● What is expected
From top to bottom, write out the listing exactly.

=-=-=-=-=

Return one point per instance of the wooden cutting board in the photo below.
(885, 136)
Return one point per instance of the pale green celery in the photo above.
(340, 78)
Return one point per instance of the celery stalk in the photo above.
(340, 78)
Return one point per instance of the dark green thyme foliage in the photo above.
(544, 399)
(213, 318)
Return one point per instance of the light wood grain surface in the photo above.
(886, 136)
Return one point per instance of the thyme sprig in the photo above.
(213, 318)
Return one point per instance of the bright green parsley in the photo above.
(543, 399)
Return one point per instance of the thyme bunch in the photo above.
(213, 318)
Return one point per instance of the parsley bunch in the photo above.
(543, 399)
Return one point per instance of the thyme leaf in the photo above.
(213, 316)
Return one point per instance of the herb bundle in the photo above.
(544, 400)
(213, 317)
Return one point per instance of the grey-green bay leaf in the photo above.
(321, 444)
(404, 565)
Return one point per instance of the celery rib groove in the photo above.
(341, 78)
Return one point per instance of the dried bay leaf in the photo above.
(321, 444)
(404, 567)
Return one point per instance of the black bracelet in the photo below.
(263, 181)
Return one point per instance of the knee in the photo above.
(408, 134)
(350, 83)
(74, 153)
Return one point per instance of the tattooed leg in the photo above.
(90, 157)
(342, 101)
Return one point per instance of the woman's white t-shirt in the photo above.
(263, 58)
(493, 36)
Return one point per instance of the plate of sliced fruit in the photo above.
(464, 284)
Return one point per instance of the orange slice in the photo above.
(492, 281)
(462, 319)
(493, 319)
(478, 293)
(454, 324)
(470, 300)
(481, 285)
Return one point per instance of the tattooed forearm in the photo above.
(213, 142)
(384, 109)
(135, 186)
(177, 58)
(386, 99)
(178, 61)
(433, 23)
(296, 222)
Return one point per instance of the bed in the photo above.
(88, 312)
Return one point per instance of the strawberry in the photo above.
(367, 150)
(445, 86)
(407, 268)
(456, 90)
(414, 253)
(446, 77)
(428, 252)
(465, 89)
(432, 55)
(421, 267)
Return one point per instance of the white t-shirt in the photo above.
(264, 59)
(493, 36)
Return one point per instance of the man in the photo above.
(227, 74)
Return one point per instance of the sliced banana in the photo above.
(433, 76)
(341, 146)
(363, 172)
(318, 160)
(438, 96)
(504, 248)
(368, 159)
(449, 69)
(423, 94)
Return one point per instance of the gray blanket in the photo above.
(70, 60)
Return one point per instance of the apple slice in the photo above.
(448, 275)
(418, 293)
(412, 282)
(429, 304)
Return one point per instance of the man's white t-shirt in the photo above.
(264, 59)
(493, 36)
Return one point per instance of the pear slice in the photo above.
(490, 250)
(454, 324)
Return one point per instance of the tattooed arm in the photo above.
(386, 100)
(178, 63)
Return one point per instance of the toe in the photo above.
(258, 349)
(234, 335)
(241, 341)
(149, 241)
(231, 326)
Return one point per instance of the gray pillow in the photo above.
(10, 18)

=-=-=-=-=

● Result for this task
Return one point per instance of the wooden cutting board in the photo below.
(885, 136)
Return one point per instance of the pale green celery in the photo above.
(340, 78)
Return one point per instance of the celery stalk in the photo above.
(340, 78)
Return one point per instance of the dark green thyme foliage in the photo above.
(544, 399)
(213, 318)
Return one point per instance of the light wood grain surface in the photo above.
(886, 136)
Return one point per instance of the thyme sprig in the photo above.
(213, 318)
Return one point per instance of the bright green parsley in the photo above.
(543, 399)
Return one point per instance of the thyme bunch in the photo above.
(213, 318)
Return one point per instance of the parsley bunch in the photo above.
(543, 399)
Return one point per instance of the thyme leaf in the photo above.
(213, 316)
Return one point per instance of the herb bundle in the photo above.
(544, 400)
(213, 317)
Return one point per instance of the grey-green bay leaf in the photo above.
(321, 444)
(404, 565)
Return one point per instance of the celery rib groove in the photo above.
(341, 78)
Return one point per instance of the dried bay leaf in the photo above.
(321, 444)
(404, 567)
Return one point per instance of the black bracelet in the photo below.
(263, 181)
Return one point per instance of the knee in the photo above.
(408, 134)
(350, 83)
(74, 153)
Return one point per instance of the tattooed leg in the photo above.
(90, 157)
(342, 101)
Return one point per instance of the woman's white t-shirt in the photo above.
(263, 58)
(493, 36)
Return one point per instance of the plate of sliced fruit in the photo above.
(464, 284)
Return one point per instance of the orange slice in the photo above.
(492, 281)
(462, 319)
(493, 319)
(478, 293)
(454, 324)
(470, 300)
(481, 285)
Return one point per instance of the tattooed forearm in the photo above.
(213, 142)
(384, 109)
(135, 186)
(177, 58)
(386, 99)
(178, 61)
(433, 23)
(296, 222)
Return one point per instance of the bed in the photo above.
(88, 312)
Return one point per instance of the strawberry in the photo above.
(367, 150)
(445, 86)
(407, 268)
(456, 90)
(414, 253)
(446, 77)
(428, 252)
(465, 89)
(432, 55)
(421, 267)
Return one point per instance of the white t-shirt in the photo above.
(264, 59)
(493, 36)
Return one point per instance of the man in the photo above.
(227, 74)
Return one point per instance of the sliced banana in the photo above.
(433, 76)
(341, 146)
(363, 172)
(318, 160)
(438, 96)
(504, 248)
(368, 159)
(449, 69)
(423, 94)
Return one point per instance of the gray blanket in the photo above.
(70, 60)
Return one point per instance of the apple slice in the photo above.
(448, 275)
(418, 293)
(412, 282)
(429, 304)
Return one point per instance of the man's white t-shirt in the photo above.
(264, 59)
(493, 36)
Return one point per instance of the pear slice in the photo above.
(490, 250)
(454, 324)
Return one point per instance of the tattooed arm in the photo above.
(386, 100)
(178, 63)
Return one point per instance of the toe in the photo above.
(258, 349)
(234, 335)
(241, 341)
(149, 241)
(231, 326)
Return one point per instance of the gray pillow in the photo above.
(10, 18)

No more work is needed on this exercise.